> [OBJECTIVE]: Render the rows below as a Markdown table with two columns, Number and Line, giving each nonblank line its own table row, numbered in order and with blank lines omitted.

* start RECORDS *

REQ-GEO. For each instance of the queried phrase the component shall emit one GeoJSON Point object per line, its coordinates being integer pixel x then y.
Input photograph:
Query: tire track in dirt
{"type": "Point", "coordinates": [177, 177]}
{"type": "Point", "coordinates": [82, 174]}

* end RECORDS *

> [REPLY]:
| Number | Line |
|---|---|
| 1 | REQ-GEO. For each instance of the queried phrase the component shall emit one GeoJSON Point object per line, its coordinates being integer pixel x then y. |
| 2 | Input photograph: |
| 3 | Query: tire track in dirt |
| 4 | {"type": "Point", "coordinates": [177, 177]} |
| 5 | {"type": "Point", "coordinates": [82, 174]} |